Records that point to named objects:

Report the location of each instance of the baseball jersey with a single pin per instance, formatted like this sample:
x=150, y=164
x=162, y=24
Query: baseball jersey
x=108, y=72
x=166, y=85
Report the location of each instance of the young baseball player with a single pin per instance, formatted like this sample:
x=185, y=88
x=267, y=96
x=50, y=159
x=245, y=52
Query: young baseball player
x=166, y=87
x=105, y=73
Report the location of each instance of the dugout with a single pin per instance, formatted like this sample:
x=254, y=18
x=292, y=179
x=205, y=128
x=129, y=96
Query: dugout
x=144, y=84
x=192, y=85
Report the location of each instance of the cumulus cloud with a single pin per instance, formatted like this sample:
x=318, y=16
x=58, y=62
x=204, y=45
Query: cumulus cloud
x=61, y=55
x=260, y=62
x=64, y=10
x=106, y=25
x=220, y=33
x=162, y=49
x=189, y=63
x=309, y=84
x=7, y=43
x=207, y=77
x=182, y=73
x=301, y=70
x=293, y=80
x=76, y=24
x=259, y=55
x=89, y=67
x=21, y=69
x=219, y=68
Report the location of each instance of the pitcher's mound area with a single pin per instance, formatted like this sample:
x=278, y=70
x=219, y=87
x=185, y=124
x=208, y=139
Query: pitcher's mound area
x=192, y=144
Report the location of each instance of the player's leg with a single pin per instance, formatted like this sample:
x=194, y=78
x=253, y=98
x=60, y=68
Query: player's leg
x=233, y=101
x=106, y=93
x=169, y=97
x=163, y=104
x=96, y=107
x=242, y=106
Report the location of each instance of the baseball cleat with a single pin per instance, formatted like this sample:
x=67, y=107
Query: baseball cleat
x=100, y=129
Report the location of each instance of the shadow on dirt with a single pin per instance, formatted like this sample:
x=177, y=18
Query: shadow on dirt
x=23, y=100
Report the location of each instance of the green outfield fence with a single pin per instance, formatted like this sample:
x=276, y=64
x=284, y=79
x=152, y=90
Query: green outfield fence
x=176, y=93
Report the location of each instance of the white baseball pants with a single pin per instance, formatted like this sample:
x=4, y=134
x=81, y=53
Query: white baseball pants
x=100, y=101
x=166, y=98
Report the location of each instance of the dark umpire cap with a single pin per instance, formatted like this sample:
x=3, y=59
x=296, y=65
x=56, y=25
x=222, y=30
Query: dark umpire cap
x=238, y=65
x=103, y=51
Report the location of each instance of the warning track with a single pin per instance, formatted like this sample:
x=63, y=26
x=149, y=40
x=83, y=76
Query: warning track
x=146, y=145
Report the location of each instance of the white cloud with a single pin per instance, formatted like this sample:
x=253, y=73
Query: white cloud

» Required work
Copy the lines again word for word, starting at the line containing "Report the location of each instance of the cumulus" and ending at the line containing "x=103, y=51", with both of those lines included.

» Answer for this exercise
Report the location of each instance of the cumulus cloud with a single pin per instance, formatted like this sample:
x=318, y=16
x=58, y=62
x=204, y=45
Query: cumulus cloud
x=61, y=55
x=260, y=62
x=64, y=10
x=106, y=25
x=220, y=33
x=162, y=49
x=189, y=63
x=309, y=84
x=7, y=43
x=207, y=77
x=182, y=73
x=301, y=70
x=293, y=80
x=76, y=24
x=259, y=55
x=89, y=67
x=21, y=69
x=219, y=68
Report the location of each instance of the pitcher's mound area with a single pin per instance, formatted like this sample:
x=278, y=70
x=219, y=87
x=185, y=124
x=208, y=139
Query: pitcher's mound area
x=192, y=144
Report the location of each instance of the player's leg with a single pin per instance, formatted like this sample:
x=194, y=78
x=253, y=98
x=60, y=68
Query: player's leg
x=233, y=101
x=106, y=93
x=169, y=97
x=163, y=104
x=96, y=107
x=242, y=106
Report the location of each instance of the baseball cleat with a single pin per instance, formatted like this sample:
x=67, y=107
Query: baseball cleat
x=100, y=129
Report the location of each instance of the shadow on dirt with a single pin per instance, formatted like this sample:
x=177, y=18
Query: shadow on dirt
x=23, y=100
Report the location of each instance of the green outfield fence with a single pin per instance, formatted like this sample:
x=276, y=64
x=284, y=79
x=152, y=90
Query: green outfield fence
x=176, y=93
Report the location of each instance of the white baseball pants with a single pin per instance, formatted like this sample:
x=4, y=134
x=81, y=53
Query: white baseball pants
x=100, y=101
x=166, y=98
Report the location of each instance of the dark umpire cap with a single pin per instance, formatted like this sample:
x=3, y=59
x=296, y=65
x=56, y=25
x=222, y=30
Query: dark umpire cap
x=238, y=65
x=103, y=51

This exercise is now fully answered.